▸ **GIVEN TASK**: Identify each line in the rows below that contains the string "wire" and copy it out. Case counts, so match uppercase and lowercase letters as given.

▸ **MATERIAL SHOWN**:
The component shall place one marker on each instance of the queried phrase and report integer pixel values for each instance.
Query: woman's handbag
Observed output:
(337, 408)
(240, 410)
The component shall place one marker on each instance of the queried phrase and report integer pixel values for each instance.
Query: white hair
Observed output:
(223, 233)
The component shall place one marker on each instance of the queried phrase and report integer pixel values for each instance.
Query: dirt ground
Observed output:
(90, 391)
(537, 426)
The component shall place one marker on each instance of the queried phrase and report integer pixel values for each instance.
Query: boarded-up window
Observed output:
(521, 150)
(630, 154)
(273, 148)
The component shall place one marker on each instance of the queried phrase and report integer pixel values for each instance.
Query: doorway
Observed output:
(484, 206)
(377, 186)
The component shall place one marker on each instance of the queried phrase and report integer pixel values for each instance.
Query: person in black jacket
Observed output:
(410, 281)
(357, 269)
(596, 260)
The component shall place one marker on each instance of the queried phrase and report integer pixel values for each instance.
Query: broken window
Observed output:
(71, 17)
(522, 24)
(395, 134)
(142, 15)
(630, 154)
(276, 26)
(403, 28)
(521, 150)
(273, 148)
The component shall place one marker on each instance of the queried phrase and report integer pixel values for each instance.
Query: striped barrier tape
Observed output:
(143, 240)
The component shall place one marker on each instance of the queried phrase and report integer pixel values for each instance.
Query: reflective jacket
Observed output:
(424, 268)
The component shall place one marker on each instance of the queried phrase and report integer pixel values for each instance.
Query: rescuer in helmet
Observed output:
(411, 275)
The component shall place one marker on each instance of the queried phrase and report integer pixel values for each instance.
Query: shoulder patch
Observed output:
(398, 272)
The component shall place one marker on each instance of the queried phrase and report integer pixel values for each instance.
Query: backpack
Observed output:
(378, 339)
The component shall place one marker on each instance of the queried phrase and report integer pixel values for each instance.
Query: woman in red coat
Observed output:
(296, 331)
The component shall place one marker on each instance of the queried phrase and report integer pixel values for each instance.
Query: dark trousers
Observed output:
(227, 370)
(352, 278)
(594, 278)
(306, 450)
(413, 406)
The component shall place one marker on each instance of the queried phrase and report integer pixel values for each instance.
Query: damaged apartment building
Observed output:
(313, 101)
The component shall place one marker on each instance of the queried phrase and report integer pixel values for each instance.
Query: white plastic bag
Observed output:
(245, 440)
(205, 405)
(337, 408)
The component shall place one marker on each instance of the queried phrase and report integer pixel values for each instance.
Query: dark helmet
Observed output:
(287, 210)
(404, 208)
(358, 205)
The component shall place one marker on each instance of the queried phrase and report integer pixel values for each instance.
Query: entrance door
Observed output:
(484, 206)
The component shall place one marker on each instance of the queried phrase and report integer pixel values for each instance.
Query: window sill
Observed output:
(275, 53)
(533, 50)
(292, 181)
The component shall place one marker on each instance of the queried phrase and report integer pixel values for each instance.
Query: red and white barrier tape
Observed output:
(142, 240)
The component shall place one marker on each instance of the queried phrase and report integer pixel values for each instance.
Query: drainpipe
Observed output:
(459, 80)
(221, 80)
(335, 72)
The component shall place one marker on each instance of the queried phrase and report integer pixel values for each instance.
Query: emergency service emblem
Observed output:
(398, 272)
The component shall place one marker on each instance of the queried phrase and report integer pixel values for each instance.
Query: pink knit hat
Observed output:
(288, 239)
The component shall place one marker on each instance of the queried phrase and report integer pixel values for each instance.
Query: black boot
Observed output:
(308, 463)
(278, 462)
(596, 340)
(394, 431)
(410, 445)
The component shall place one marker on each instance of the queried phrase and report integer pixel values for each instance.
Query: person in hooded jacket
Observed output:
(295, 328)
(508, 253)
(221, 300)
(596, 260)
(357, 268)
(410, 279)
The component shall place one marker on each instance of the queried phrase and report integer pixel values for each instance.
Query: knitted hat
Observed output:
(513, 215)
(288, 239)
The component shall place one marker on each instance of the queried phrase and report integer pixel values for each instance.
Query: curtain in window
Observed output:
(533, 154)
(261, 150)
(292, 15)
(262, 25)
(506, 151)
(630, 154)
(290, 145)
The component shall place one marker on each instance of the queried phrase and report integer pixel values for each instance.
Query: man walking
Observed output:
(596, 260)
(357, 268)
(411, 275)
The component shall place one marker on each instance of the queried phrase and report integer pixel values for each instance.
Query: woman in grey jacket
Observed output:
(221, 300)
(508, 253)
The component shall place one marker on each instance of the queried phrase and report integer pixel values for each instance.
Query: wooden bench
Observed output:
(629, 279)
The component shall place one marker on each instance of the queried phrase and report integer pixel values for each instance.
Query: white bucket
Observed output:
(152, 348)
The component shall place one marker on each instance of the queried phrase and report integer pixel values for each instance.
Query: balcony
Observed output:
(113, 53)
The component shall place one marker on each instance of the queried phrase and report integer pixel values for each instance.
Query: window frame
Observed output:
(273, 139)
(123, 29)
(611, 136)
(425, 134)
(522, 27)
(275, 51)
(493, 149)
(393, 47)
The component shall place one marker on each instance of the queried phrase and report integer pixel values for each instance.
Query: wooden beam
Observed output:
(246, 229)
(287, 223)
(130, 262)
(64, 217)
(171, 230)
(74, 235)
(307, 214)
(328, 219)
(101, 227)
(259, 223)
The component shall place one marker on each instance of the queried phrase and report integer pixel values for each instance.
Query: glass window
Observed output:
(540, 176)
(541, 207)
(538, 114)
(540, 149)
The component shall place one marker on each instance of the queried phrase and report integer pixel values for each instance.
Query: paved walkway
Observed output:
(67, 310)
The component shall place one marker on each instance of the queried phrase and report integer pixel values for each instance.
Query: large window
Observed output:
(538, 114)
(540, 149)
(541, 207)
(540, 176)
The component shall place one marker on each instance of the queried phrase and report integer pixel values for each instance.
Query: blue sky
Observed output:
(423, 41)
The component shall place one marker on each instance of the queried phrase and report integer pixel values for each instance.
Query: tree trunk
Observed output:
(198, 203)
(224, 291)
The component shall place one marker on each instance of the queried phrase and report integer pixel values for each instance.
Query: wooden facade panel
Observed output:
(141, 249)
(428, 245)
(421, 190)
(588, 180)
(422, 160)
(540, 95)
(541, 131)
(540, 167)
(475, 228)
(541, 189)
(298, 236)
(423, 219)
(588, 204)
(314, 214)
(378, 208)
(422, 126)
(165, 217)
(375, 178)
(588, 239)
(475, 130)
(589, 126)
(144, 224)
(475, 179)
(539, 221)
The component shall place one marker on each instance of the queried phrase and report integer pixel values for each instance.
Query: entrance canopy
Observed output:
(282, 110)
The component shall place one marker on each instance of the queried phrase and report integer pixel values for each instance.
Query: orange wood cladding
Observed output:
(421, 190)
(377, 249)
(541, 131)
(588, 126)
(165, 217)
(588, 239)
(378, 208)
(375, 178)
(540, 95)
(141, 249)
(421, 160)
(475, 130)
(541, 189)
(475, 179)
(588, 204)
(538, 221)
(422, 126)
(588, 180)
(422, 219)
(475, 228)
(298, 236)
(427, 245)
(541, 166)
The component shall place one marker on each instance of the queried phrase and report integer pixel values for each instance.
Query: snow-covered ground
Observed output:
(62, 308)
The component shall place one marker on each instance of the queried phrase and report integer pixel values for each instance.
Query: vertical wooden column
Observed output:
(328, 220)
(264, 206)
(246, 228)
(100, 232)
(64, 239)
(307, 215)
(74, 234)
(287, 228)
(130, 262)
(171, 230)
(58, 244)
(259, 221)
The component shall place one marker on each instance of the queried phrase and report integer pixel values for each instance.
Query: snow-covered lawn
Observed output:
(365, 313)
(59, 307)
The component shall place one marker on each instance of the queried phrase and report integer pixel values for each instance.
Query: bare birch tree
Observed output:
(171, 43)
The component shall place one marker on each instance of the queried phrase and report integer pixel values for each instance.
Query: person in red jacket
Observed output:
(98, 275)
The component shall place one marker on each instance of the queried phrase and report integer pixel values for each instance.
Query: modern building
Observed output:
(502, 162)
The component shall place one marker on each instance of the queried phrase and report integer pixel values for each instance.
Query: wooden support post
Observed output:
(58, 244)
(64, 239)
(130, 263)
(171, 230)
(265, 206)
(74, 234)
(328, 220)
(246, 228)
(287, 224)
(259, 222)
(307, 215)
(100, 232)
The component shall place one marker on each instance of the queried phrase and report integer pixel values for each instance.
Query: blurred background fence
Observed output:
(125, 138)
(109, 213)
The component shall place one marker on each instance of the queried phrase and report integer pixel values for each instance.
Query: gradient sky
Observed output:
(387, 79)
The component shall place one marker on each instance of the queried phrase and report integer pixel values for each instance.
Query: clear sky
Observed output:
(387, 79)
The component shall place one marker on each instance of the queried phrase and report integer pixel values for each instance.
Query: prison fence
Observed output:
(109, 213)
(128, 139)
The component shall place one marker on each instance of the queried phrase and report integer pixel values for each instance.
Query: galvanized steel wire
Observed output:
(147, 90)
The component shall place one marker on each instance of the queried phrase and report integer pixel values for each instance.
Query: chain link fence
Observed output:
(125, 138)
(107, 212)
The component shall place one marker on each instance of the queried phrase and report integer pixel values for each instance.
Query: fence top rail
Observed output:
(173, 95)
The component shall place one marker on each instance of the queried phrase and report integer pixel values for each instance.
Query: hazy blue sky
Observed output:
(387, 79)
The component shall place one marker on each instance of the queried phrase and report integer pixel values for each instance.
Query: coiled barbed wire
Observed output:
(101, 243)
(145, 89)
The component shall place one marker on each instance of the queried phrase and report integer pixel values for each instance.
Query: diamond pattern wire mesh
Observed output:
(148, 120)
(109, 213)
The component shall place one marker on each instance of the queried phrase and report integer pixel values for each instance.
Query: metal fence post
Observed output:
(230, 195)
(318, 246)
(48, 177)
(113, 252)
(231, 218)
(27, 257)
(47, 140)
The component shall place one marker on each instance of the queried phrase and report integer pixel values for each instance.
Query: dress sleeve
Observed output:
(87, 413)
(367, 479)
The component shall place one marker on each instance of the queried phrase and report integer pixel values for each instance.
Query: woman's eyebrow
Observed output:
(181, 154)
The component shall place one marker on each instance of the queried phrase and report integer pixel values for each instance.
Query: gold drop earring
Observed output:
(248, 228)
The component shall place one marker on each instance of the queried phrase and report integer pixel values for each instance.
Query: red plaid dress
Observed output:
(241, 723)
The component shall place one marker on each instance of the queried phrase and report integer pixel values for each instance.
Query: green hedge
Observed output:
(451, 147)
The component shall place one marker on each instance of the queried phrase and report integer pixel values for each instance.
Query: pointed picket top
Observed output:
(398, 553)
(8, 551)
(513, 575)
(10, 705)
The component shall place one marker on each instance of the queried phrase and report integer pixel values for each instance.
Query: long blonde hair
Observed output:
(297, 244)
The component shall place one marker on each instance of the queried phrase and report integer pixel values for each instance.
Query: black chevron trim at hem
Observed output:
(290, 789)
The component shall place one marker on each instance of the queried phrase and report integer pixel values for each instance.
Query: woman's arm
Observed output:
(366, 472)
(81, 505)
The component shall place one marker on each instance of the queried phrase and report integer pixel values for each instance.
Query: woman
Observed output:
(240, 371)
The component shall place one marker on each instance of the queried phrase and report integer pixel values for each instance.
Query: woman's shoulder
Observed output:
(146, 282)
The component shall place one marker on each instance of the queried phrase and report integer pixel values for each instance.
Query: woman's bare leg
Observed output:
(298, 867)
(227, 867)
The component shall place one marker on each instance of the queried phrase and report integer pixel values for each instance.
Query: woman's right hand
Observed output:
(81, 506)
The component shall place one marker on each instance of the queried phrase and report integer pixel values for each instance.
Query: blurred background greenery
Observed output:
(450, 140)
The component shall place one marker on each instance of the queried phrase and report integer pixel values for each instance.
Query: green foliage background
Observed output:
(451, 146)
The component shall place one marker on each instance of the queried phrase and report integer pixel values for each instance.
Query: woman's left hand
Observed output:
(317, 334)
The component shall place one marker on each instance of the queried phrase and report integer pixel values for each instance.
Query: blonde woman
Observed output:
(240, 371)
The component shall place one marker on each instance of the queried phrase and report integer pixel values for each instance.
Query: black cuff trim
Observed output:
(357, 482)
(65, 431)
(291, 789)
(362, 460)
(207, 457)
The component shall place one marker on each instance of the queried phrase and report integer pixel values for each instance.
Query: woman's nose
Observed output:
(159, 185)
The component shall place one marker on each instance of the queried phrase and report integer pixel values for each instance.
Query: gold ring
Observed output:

▸ **SOLUTION FOR THIS TASK**:
Query: galvanized steel wire
Query: coiled barbed wire
Query: diamond pattern wire mesh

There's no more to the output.